>> Start The records

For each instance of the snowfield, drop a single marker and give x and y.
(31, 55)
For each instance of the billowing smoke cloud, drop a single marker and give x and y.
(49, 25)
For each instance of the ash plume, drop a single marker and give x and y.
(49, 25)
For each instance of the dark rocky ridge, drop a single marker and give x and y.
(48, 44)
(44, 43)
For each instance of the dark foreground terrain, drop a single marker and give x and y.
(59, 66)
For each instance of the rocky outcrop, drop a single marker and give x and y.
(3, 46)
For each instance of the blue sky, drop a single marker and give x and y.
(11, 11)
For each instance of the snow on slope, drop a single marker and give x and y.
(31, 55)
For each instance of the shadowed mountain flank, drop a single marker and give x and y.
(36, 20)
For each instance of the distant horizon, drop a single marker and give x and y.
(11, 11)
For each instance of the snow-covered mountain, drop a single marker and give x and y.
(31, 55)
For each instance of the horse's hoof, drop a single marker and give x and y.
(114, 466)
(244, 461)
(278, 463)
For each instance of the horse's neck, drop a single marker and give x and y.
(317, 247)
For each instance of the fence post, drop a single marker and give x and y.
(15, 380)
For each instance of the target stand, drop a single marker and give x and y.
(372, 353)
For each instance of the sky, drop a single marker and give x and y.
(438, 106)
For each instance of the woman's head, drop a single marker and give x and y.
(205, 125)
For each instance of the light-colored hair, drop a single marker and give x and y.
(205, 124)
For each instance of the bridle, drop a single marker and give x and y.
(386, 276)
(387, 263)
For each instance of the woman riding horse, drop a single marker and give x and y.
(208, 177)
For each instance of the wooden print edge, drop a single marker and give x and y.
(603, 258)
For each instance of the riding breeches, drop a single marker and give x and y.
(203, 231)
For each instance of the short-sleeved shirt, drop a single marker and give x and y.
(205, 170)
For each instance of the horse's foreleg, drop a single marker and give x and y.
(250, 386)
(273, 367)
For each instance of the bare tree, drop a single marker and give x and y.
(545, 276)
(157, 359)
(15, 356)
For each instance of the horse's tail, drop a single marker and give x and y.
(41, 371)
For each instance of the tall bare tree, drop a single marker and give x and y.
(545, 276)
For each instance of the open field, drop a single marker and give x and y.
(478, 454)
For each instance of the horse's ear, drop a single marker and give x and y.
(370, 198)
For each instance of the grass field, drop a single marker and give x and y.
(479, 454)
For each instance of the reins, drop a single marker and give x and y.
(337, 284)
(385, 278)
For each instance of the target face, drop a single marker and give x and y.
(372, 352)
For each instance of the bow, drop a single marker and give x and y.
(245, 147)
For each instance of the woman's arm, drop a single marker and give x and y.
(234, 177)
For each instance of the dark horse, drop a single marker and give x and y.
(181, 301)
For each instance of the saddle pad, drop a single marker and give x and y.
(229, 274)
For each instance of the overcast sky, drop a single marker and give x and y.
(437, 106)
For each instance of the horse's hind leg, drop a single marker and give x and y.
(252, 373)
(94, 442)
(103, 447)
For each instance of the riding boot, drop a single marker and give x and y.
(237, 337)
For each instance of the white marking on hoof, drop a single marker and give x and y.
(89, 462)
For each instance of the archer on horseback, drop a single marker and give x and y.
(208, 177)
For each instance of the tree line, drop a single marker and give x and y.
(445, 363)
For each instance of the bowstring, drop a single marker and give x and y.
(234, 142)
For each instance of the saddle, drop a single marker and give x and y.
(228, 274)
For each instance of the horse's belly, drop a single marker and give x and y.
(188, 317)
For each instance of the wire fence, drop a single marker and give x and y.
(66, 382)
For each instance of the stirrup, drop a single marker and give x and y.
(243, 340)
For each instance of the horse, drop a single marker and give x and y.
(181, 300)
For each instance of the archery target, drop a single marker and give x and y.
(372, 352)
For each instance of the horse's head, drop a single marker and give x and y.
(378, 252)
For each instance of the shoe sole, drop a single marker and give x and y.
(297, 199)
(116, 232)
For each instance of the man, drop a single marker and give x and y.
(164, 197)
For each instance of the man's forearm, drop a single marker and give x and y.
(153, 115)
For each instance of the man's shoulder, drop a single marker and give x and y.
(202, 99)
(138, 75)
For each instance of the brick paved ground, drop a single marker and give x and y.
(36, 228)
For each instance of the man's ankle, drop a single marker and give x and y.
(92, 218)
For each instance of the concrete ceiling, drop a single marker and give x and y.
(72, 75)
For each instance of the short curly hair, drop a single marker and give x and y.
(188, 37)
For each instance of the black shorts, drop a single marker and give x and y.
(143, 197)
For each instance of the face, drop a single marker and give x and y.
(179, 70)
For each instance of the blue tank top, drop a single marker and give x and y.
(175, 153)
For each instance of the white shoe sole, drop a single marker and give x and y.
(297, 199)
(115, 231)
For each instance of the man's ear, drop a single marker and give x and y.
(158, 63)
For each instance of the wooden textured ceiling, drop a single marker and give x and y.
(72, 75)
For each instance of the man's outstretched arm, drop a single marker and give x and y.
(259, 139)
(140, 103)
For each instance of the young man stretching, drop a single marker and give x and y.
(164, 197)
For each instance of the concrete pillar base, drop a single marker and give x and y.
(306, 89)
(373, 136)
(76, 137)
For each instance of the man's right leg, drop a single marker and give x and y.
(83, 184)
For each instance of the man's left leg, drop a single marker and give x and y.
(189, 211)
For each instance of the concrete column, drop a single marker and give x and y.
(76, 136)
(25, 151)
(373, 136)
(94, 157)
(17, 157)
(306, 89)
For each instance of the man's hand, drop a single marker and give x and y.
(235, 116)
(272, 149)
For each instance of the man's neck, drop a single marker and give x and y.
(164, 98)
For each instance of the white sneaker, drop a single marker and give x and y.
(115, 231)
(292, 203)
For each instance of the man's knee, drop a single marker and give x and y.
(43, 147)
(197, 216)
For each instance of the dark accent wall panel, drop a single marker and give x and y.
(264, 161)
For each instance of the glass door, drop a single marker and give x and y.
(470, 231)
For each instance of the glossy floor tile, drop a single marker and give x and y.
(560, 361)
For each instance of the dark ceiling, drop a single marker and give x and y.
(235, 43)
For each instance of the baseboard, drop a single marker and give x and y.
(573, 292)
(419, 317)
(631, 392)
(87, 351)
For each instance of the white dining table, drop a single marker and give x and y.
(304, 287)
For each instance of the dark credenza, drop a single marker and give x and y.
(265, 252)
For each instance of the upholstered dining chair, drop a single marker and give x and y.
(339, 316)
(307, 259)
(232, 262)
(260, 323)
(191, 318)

>> End The records

Exercise prompt: Retype the whole listing above exactly.

Written answer:
For each instance of the snowfield, drop a single marker and give x and y.
(31, 55)
For each instance of the billowing smoke cloud, drop a single marker and give x and y.
(49, 25)
For each instance of the ash plume, drop a single marker and give x and y.
(49, 25)
For each instance of the dark rocky ridge, drop a single marker and give x and y.
(48, 44)
(44, 43)
For each instance of the dark foreground terrain, drop a single marker and give x and y.
(59, 66)
For each instance of the rocky outcrop, drop a single marker and give x and y.
(3, 46)
For each instance of the blue sky, drop a single marker and give x and y.
(11, 11)
For each instance of the snow on slope, drop a single marker and give x and y.
(31, 55)
For each instance of the shadowed mountain flank, drop a single marker and give x and y.
(36, 20)
For each instance of the distant horizon, drop a single marker and give x and y.
(11, 11)
For each instance of the snow-covered mountain, drop a single marker and give x and y.
(31, 55)
For each instance of the horse's hoof, drop a single marker and give x and y.
(114, 466)
(244, 461)
(278, 463)
For each instance of the horse's neck, drop a single marker and give x and y.
(317, 247)
For each instance of the fence post, drop a single marker and give x and y.
(15, 380)
For each instance of the target stand, drop a single marker and give x and y.
(372, 353)
For each instance of the sky, drop a single marker and give x and y.
(438, 106)
For each instance of the woman's head, drop a single marker and give x and y.
(205, 125)
For each instance of the light-colored hair, drop a single marker and give x and y.
(205, 124)
For each instance of the bridle, drop a single marker and give x and y.
(386, 276)
(387, 263)
For each instance of the woman riding horse, drop a single marker and give x and y.
(208, 177)
For each instance of the wooden print edge, drop a single marker and give x and y.
(603, 258)
For each instance of the riding breeches, drop a single marker and give x and y.
(203, 231)
For each instance of the short-sleeved shirt, drop a single marker and give x and y.
(205, 170)
For each instance of the horse's foreleg, drop a single marker and give x and y.
(250, 386)
(273, 367)
For each instance of the bare tree, drop a single marker and give x and y.
(545, 276)
(157, 359)
(15, 356)
For each instance of the horse's tail, drop a single marker and give x and y.
(41, 371)
For each instance of the tall bare tree, drop a single marker and give x and y.
(545, 276)
For each instance of the open field, drop a single marker and give x and y.
(478, 454)
For each instance of the horse's ear, drop a single marker and give x and y.
(370, 198)
For each instance of the grass field, drop a single marker and give x and y.
(479, 454)
For each instance of the reins, drop a single marker and give x and y.
(337, 284)
(385, 278)
For each instance of the target face, drop a single marker and give x and y.
(372, 352)
For each instance of the bow, drop a single marker and give x and y.
(245, 147)
For each instance of the woman's arm, drop a single marker and give x and y.
(234, 177)
For each instance of the dark horse, drop a single marker and give x and y.
(181, 301)
For each instance of the saddle pad, drop a single marker and give x and y.
(229, 274)
For each instance of the overcast sky, drop a single marker and give x and y.
(437, 106)
For each instance of the horse's hind leg, drop a single marker and give x and y.
(252, 373)
(94, 442)
(103, 447)
For each instance of the riding boot, drop a single marker and give x and y.
(237, 337)
For each instance of the white marking on hoof, drop a single marker and give x and y.
(89, 462)
For each instance of the archer on horseback, drop a single marker and give x and y.
(208, 177)
For each instance of the tree line, drop a single marker and give x and y.
(445, 363)
For each instance of the bowstring, drop a single marker and give x and y.
(234, 142)
For each instance of the saddle, drop a single marker and give x and y.
(228, 274)
For each instance of the horse's belly, drop a single marker and give x and y.
(188, 317)
For each instance of the wire fence, drop a single marker and give x and y.
(66, 382)
For each instance of the stirrup, drop a single marker and give x and y.
(243, 340)
For each instance of the horse, drop a single marker and give x and y.
(181, 300)
For each instance of the archery target, drop a single marker and give x and y.
(372, 352)
For each instance of the horse's head, drop a single marker and give x and y.
(378, 252)
For each instance of the shoe sole, drop a single marker and give x and y.
(297, 199)
(116, 232)
For each instance of the man, drop a single marker and give x and y.
(164, 197)
For each instance of the man's forearm, drop a single marker and give x and y.
(153, 115)
For each instance of the man's shoulder, drop a single marker and give x and y.
(202, 99)
(138, 75)
For each instance of the brick paved ground, drop a single marker and give x and y.
(36, 228)
For each instance of the man's ankle, drop a single marker and give x and y.
(92, 218)
For each instance of the concrete ceiling, drop a single marker and give x and y.
(72, 75)
For each instance of the short curly hair, drop a single marker and give x and y.
(188, 37)
For each instance of the black shorts, drop a single marker and give x and y.
(143, 197)
For each instance of the face, drop a single marker and give x and y.
(179, 70)
For each instance of the blue tank top, drop a single marker and give x and y.
(175, 153)
For each instance of the white shoe sole, drop a single marker and give x and y.
(297, 199)
(115, 231)
For each instance of the man's ear, drop a single marker and give x and y.
(158, 63)
For each instance of the wooden textured ceiling, drop a single marker and give x and y.
(72, 75)
For each instance of the man's outstretched arm, drop a single marker and give x and y.
(259, 139)
(140, 103)
For each instance of the young man stretching, drop a single marker and give x and y.
(164, 197)
For each instance of the concrete pillar base, drop a single marker and give x and y.
(306, 89)
(373, 136)
(76, 137)
For each instance of the man's right leg, drop a single marker and give x and y.
(83, 184)
For each instance of the man's left leg, drop a single marker and give x and y.
(189, 211)
For each instance of the concrete column, drop a single marker and give x and y.
(76, 136)
(25, 151)
(373, 136)
(94, 157)
(17, 157)
(306, 89)
For each instance of the man's hand, drop a single marker and give x and y.
(235, 116)
(272, 149)
For each instance of the man's neck, drop a single marker and give x and y.
(164, 98)
For each instance of the white sneaker, drop a single marker and give x and y.
(115, 231)
(292, 203)
For each instance of the man's knee, drop a single marker and give x and y.
(43, 147)
(197, 216)
For each instance of the dark accent wall panel, drop a single marker and give x and y.
(264, 161)
For each instance of the glass door, drop a single marker and give x and y.
(470, 231)
For each instance of the glossy floor tile, drop a single marker and give x and y.
(560, 361)
For each instance of the dark ceiling, drop a single marker and give x and y.
(235, 43)
For each instance of the baseboard, drop a single marker and give x and y.
(573, 292)
(419, 317)
(631, 392)
(87, 351)
For each instance of the white dining table, drop a single marker and give x and y.
(304, 287)
For each instance of the dark credenza, drop a single marker and give x and y.
(265, 252)
For each instance of the upholstered dining chair, drop a single marker and give x and y.
(339, 316)
(307, 259)
(232, 262)
(260, 323)
(191, 318)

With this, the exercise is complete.